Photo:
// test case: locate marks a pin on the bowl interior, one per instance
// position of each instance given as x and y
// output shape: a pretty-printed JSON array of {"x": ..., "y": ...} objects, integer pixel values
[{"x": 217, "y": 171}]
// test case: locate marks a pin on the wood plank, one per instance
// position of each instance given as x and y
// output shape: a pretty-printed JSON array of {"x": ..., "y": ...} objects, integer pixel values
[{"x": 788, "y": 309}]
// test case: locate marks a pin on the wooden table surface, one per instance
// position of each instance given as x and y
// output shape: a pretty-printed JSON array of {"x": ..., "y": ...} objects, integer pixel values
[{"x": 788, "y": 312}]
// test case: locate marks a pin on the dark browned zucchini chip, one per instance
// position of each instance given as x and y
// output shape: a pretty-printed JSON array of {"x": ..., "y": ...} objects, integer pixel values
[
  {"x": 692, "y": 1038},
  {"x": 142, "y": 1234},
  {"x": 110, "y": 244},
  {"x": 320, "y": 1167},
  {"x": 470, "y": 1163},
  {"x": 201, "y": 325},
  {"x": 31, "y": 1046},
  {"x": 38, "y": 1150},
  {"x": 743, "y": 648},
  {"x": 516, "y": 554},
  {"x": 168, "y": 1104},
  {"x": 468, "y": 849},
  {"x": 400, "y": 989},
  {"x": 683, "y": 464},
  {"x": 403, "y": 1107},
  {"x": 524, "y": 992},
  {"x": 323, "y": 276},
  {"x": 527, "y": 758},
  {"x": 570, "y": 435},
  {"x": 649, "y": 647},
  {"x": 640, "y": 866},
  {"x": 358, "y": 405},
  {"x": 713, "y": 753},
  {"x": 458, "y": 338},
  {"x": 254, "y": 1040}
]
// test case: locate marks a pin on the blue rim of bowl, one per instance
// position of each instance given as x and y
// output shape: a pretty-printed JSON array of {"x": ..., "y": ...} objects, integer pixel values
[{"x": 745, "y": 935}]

§ **PROBLEM TO WORK ON**: Please write out all of the material above line for line, with no changes.

§ **FINAL RESULT**:
Photo:
// test case: locate marks a pin on the bowl interior, one per instance
// position of each instance given as x and y
// output shape: a pretty-printed JSON array of {"x": ..., "y": ...} objects, integer pixel values
[{"x": 217, "y": 171}]
// test case: locate marks a pin on the wood plank, one per instance
// position of each instance given as x and y
// output shape: a pretty-printed JSON array of {"x": ..., "y": ...} objects, integer pixel values
[{"x": 788, "y": 309}]
// test case: locate marks a pin on the wooden table surface, one per instance
// position of each instance given as x and y
// output shape: a pretty-printed JSON array of {"x": ..., "y": ...} objects, integer pixel values
[{"x": 788, "y": 312}]
// test case: locate marks a pin on the dark browned zucchini chip, one per instance
// position of each instance given as x and y
// output shape: a pretty-printed JSON array of {"x": ..., "y": ...} objects, integer pixel values
[
  {"x": 692, "y": 1038},
  {"x": 142, "y": 1234},
  {"x": 110, "y": 244},
  {"x": 320, "y": 1167},
  {"x": 470, "y": 1163},
  {"x": 201, "y": 325},
  {"x": 31, "y": 1046},
  {"x": 38, "y": 1150},
  {"x": 743, "y": 648},
  {"x": 516, "y": 554},
  {"x": 168, "y": 1104},
  {"x": 468, "y": 849},
  {"x": 400, "y": 989},
  {"x": 683, "y": 464},
  {"x": 403, "y": 1107},
  {"x": 524, "y": 992},
  {"x": 323, "y": 276},
  {"x": 527, "y": 758},
  {"x": 570, "y": 435},
  {"x": 649, "y": 647},
  {"x": 640, "y": 866},
  {"x": 358, "y": 405},
  {"x": 713, "y": 753},
  {"x": 458, "y": 338},
  {"x": 254, "y": 1040}
]
// test case: locate marks a pin on the blue rim of bowl, one per instance
// position of each instance given as x and y
// output shape: a pretty-printed JSON array of {"x": ..., "y": ...} objects, integer pixel values
[{"x": 745, "y": 935}]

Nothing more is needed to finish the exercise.